PAGE »
/---

The workflow object contains the preprocessing object (e.g. a recipe) and that stores all of the information used to encode/format/preprocess new data.
In some cases, the model function itself might do some of this. When that is the case, the model object would contain the training set statistics.
For example:
library(tidymodels)
tidymodels_prefer()
theme_set(theme_bw())
rec <-
recipe(mpg ~ ., data = mtcars) %>%
step_normalize(all_numeric_predictors(), id = "norm")
model_fit <-
workflow() %>%
add_recipe(rec) %>%
add_model(linear_reg()) %>%
fit(data = mtcars)
# Get the "fitted" recipe:
model_fit %>%
extract_recipe()
#> Recipe
#>
#> Inputs:
#>
#> role #variables
#> outcome 1
#> predictor 10
#>
#> Training data contained 32 data points and no missing data.
#>
#> Operations:
#>
#> Centering and scaling for cyl, disp, hp, drat, wt, qsec, vs, am, gear, carb [trained]
# Get the training set means and sds
model_fit %>%
extract_recipe() %>%
tidy(id = "norm")

\---

SUPPLIED RECORDS »
/---

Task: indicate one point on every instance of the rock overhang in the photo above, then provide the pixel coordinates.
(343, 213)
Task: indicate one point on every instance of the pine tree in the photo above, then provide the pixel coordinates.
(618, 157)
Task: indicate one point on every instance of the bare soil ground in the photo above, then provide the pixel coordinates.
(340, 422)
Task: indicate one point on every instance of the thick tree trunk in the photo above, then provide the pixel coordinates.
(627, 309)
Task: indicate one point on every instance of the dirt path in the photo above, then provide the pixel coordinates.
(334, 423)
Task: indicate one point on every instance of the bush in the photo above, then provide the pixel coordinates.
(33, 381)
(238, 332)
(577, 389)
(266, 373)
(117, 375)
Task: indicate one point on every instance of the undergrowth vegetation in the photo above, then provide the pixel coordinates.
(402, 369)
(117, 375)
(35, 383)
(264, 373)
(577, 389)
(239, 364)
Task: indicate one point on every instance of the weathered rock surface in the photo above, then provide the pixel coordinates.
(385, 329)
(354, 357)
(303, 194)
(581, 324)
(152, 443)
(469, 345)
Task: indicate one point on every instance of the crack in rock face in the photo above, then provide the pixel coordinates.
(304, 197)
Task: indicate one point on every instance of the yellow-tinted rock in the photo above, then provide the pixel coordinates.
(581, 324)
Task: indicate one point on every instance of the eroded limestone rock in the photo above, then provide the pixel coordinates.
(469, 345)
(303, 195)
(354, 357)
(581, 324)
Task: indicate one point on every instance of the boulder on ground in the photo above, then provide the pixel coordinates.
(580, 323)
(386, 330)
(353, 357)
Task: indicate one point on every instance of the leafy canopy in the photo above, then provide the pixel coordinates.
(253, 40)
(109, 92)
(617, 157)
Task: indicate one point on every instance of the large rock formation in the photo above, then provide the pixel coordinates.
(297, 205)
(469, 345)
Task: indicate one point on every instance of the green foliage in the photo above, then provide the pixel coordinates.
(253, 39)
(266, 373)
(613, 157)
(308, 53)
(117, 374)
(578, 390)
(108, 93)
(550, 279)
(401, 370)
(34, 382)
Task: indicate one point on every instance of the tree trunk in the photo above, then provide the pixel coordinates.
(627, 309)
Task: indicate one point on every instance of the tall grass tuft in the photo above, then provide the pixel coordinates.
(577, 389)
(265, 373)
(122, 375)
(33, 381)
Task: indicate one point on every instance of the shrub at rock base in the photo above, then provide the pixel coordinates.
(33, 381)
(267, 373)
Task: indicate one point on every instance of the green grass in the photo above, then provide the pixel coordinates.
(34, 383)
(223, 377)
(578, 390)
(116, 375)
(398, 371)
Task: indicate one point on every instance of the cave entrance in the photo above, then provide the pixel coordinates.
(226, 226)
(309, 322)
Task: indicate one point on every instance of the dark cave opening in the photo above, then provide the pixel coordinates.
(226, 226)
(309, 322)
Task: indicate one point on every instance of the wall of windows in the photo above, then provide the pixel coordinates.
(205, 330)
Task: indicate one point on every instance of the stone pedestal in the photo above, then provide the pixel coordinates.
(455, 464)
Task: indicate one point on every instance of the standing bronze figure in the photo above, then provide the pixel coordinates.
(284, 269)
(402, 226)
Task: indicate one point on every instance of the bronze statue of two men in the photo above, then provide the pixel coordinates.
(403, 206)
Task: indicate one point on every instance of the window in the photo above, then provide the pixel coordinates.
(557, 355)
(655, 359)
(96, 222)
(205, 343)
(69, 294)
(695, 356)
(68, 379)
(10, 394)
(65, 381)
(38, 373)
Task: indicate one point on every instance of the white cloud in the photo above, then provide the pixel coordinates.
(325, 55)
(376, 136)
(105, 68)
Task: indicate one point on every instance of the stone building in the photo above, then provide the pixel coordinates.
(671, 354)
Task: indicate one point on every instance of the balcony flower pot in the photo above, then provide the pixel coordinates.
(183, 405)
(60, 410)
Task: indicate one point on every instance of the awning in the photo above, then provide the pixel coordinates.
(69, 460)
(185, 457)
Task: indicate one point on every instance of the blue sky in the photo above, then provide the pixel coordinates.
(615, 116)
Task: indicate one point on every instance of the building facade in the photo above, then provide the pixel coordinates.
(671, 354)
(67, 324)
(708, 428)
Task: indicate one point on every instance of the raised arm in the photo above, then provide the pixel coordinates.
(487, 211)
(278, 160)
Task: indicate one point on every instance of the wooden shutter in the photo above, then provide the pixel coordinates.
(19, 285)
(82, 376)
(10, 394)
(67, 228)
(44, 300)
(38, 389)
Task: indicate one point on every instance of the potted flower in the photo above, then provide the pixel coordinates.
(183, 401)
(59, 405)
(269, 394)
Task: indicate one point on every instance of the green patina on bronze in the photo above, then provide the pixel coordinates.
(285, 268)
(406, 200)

\---
/---

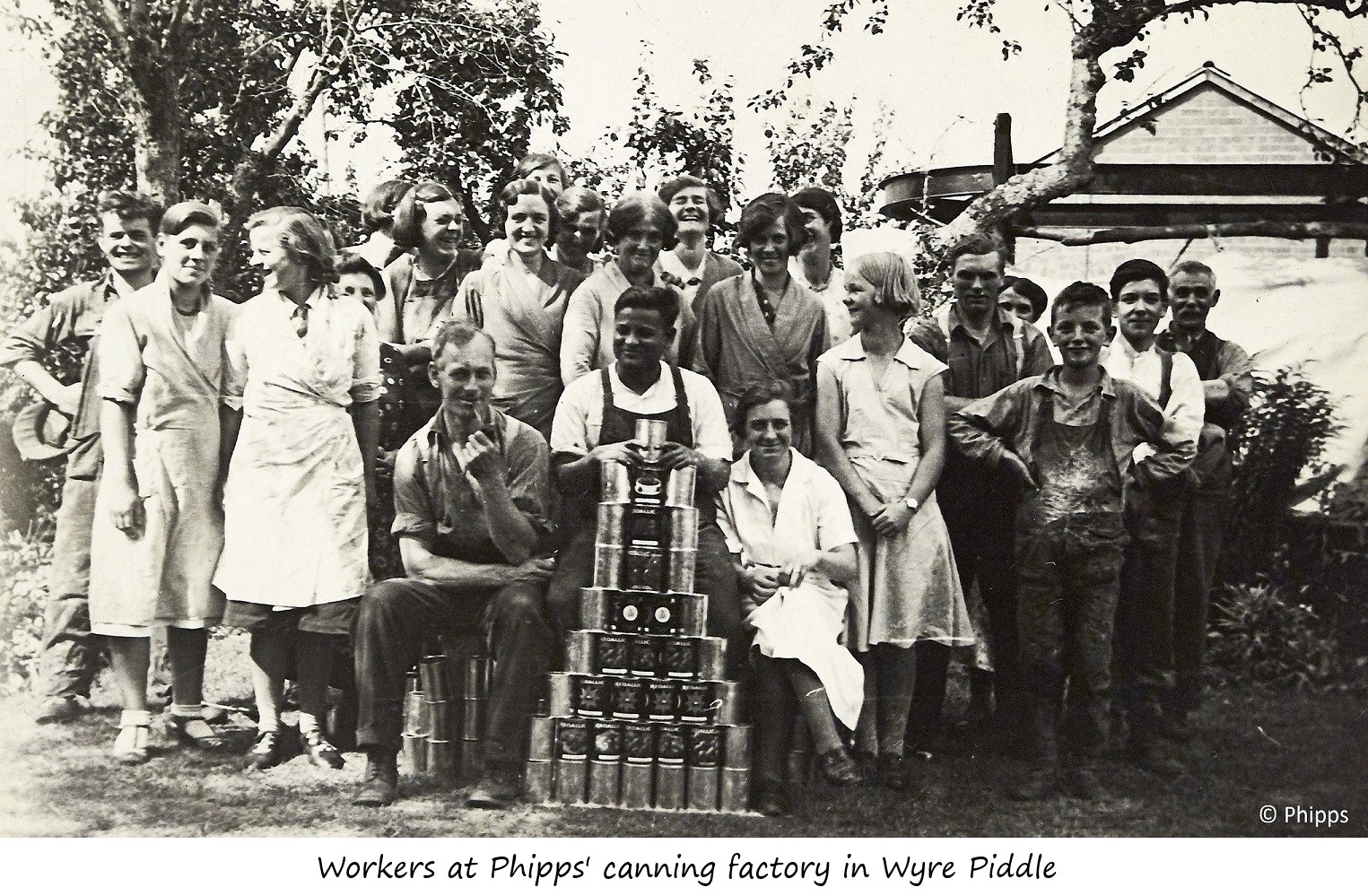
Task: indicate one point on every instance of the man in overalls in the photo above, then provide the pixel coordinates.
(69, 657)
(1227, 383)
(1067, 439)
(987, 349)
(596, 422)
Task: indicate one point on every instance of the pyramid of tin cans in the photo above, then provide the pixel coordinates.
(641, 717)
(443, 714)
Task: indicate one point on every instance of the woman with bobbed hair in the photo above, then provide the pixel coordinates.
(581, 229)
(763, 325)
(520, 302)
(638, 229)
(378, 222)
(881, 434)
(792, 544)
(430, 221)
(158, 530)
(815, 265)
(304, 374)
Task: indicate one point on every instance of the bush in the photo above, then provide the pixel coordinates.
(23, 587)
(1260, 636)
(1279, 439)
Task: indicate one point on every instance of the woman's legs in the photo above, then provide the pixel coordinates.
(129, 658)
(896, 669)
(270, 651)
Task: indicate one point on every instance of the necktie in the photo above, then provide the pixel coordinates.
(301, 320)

\---

LIST OF TASKS »
• A. For each statement, say whether it agrees with the tidymodels text (yes or no), quoting the text's deciding words exactly: (i) the workflow object contains the preprocessing object; (ii) the training data in the example had missing values; (iii) the normalization step in the recipe is given the id "norm".
• B. Transcribe the part of the tidymodels text between "The workflow object" and "training set statistics.", inclusive.
The items placed after the tidymodels text are separate material and not part of it.

SOLUTIONS TO THE EXERCISE »
• A.
(i) Yes: "The workflow object contains the preprocessing object (e.g. a recipe)"
(ii) No: "Training data contained 32 data points and no missing data."
(iii) Yes: "step_normalize(all_numeric_predictors(), id = "norm")"

• B.
The workflow object contains the preprocessing object (e.g. a recipe) and that stores all of the information used to encode/format/preprocess new data.
In some cases, the model function itself might do some of this. When that is the case, the model object would contain the training set statistics.